* **Document**
"""

I checked my charts just after NFP and there seemed to be a muted response to the data. The unemployment rate was down but the amount of hiring was down too. So, to me, the didn't seem to bad. I've woken this morning to see that the US markets didn't take kindly to the news. 'Risk off' sentiment spiked and the broader markest have all closed well down. The DOW though, just to confuse matters, has still held above 13,000.
Some TS signals did kick in on the 4hr charts with this latest move BUT only on the E/J, A/U and A/J. I don't have any full signals on the others and I find this odd. This, to me, reflects caution about moving head strong into doom and gloom and full 'risk off' trading.
Those of you able to trade on the shorter term charts after NFP had some opportunities to gather trend trade pips on those mentioned pairs;
E/J: 50 pips
A/U: 70 or 60 pipsA/J: 85 pips
I've just got my laptop back. Yeh! The indices have done little again for today and the whole planet is clearly waiting for some direction with NFP.
I suspect that a good NFP outcome will be met with 'risk on' sentiment and poor data will be met with 'risk off'. So, really, I think you'd simply be gambling by placing any new trades now before NFP.
I don't have any new or old TS signals on the 4hr charts.
My laptop is sick and I'm taking it to the doctor. I won't be posting until I get it back. I'm not sure when this will be but it may not be until tomorrow. I'm not trading NFP Friday anyway.
The indices are essentially where they were when I left off last night.
The broader markets are down a bit at the moment though in the wake of poorer than expected US service sector data and, also, in some anxiety leading up to NFP data out later tonight.
Most of the pairs have bounced around sideways but I did miss a TS short signal on the A/U overnight. This also came along with a break of the daily bull trend line. The trade gave up to 450pips at one stage but has retreated somewhat now to about 25 pips:
I don't have any fully formed TS signals on any other pairs. This fact bothers me with the A/U trade. I won't jump in late to this at this stage, especially with NFP data due out later.
The indices are still just bouncing, even after slightly poor Euro PPI data out earlier. There is significant Euro interest rate data out in a bit so this may move things. If not, then I suspect it might take NFP to shift things. The 200 EMA on the 4hr USDX chart may give further up move some grief.
I still don't have any 4hr TS signals!
So, with no clear trends I sit here with my son doing his HW/study next to me and I keep an eye on the amusing and witty but, at times, ascorbic comments from Gerry Davies on Forex Live. He is great value! http://www.forexlive.com/
It's 'ditto' from the 2pm update!

"""

* **Provided data**
"""

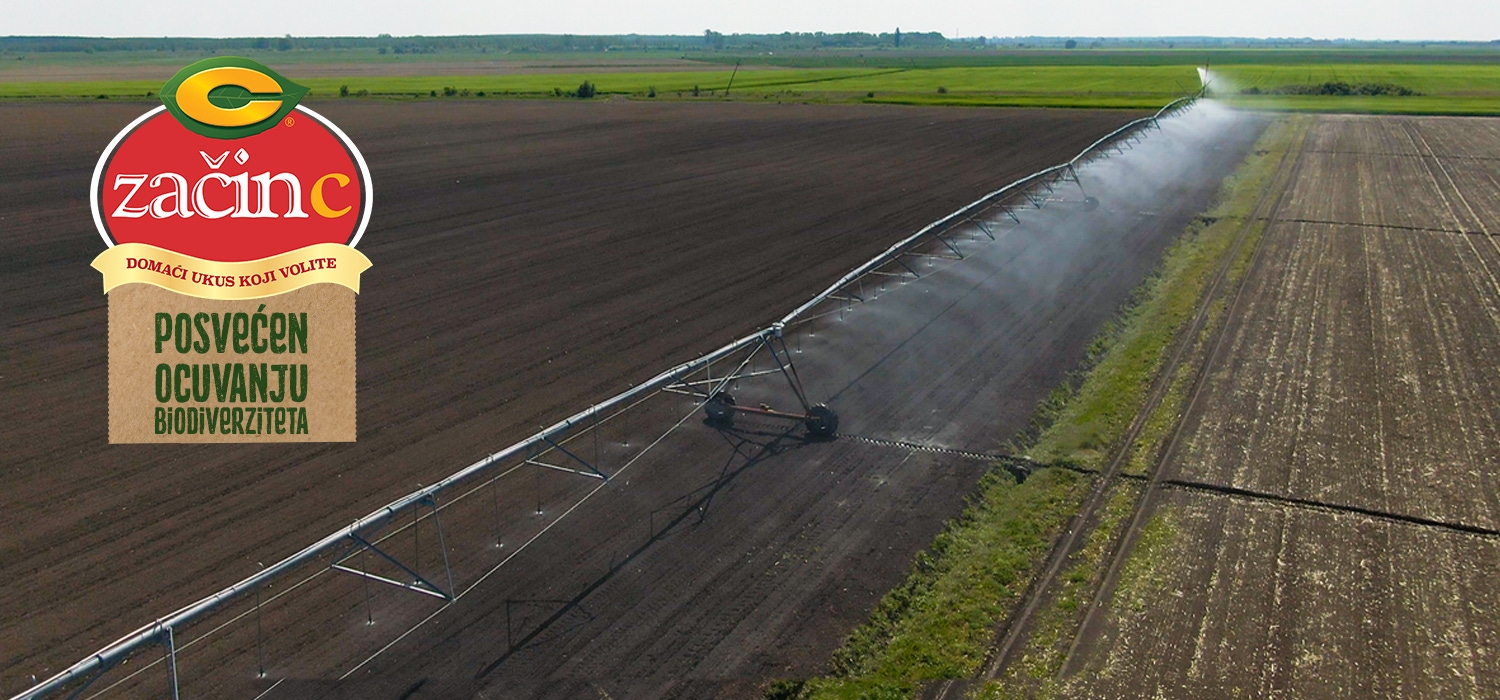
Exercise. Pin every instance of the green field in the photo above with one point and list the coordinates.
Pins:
(1445, 81)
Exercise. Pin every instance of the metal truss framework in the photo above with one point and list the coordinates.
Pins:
(350, 546)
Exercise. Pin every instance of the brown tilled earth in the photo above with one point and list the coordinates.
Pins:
(530, 257)
(1358, 379)
(533, 257)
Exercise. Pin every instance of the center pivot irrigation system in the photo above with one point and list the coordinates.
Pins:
(696, 378)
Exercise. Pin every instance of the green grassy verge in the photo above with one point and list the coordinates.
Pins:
(1097, 415)
(1443, 87)
(1035, 673)
(1032, 675)
(941, 621)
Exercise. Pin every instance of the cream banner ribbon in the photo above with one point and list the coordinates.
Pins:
(231, 281)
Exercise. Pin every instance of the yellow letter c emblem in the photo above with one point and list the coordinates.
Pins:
(192, 96)
(321, 207)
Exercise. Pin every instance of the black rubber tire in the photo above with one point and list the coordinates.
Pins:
(822, 421)
(720, 409)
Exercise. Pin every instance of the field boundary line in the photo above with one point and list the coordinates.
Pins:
(1005, 200)
(1019, 625)
(1326, 507)
(1269, 203)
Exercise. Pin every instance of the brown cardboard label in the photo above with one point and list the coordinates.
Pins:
(275, 369)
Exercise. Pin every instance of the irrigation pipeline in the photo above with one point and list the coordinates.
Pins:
(161, 630)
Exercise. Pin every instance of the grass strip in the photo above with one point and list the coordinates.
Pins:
(939, 622)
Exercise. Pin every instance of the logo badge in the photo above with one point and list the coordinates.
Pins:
(230, 218)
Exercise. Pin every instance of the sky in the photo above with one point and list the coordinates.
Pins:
(1440, 20)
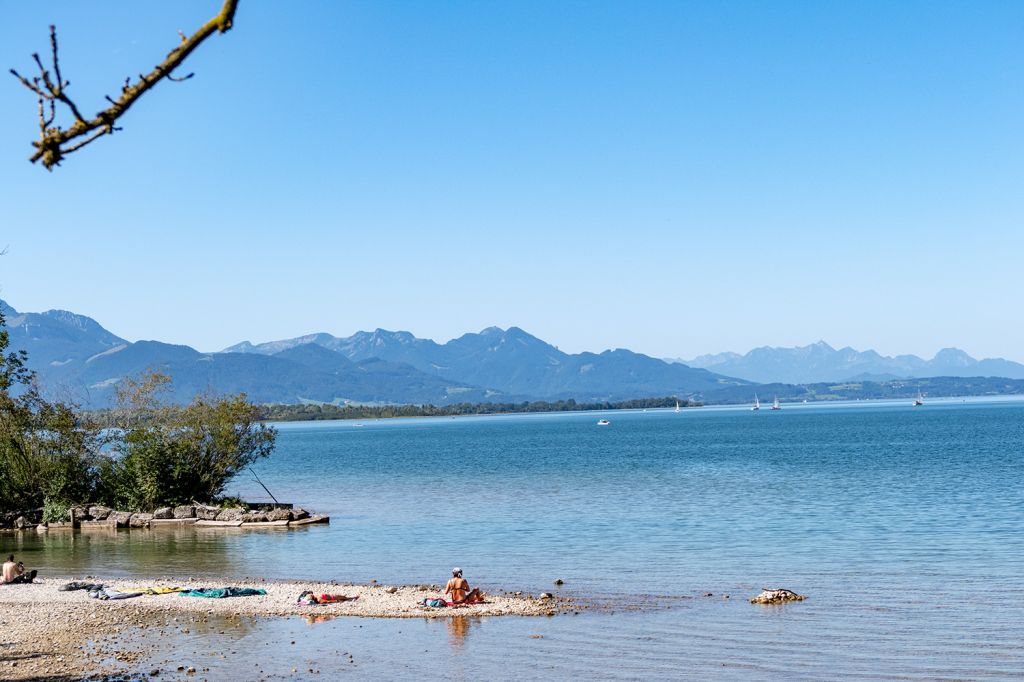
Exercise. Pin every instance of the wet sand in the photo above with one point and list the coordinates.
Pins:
(49, 634)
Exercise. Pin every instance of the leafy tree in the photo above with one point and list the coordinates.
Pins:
(168, 455)
(47, 451)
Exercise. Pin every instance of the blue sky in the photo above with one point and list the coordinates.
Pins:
(676, 178)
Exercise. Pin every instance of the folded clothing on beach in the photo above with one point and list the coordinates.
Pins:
(218, 593)
(157, 590)
(105, 593)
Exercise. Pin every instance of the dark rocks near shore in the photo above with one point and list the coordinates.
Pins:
(99, 516)
(776, 596)
(185, 511)
(207, 513)
(98, 513)
(230, 514)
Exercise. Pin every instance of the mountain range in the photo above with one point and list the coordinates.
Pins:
(76, 358)
(821, 363)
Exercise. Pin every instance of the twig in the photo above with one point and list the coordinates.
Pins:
(55, 142)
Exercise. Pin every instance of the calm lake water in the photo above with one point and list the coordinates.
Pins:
(904, 526)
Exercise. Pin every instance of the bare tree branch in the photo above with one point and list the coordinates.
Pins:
(55, 142)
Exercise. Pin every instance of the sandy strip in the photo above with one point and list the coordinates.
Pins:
(48, 634)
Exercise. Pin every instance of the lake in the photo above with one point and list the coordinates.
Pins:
(904, 526)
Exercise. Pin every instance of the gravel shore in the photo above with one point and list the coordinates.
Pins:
(49, 634)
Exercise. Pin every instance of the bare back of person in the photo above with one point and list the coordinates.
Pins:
(459, 588)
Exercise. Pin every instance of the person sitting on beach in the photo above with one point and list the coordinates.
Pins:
(458, 587)
(14, 572)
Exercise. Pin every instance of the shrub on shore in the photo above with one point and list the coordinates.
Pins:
(153, 455)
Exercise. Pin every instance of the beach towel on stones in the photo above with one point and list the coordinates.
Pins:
(310, 599)
(156, 590)
(219, 593)
(75, 585)
(105, 594)
(434, 603)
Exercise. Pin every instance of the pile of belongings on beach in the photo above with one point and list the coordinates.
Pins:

"""

* **Required tasks**
1. In the trading blog, which index is said to have held above 13,000 even though the broader markets closed well down?
2. Extract the portion of the trading blog from "Some TS signals" up to and including "direction with NFP.".

* **Responses in order**
1. The DOW held above 13,000.

2.
Some TS signals did kick in on the 4hr charts with this latest move BUT only on the E/J, A/U and A/J. I don't have any full signals on the others and I find this odd. This, to me, reflects caution about moving head strong into doom and gloom and full 'risk off' trading.
Those of you able to trade on the shorter term charts after NFP had some opportunities to gather trend trade pips on those mentioned pairs;
E/J: 50 pips
A/U: 70 or 60 pipsA/J: 85 pips
I've just got my laptop back. Yeh! The indices have done little again for today and the whole planet is clearly waiting for some direction with NFP.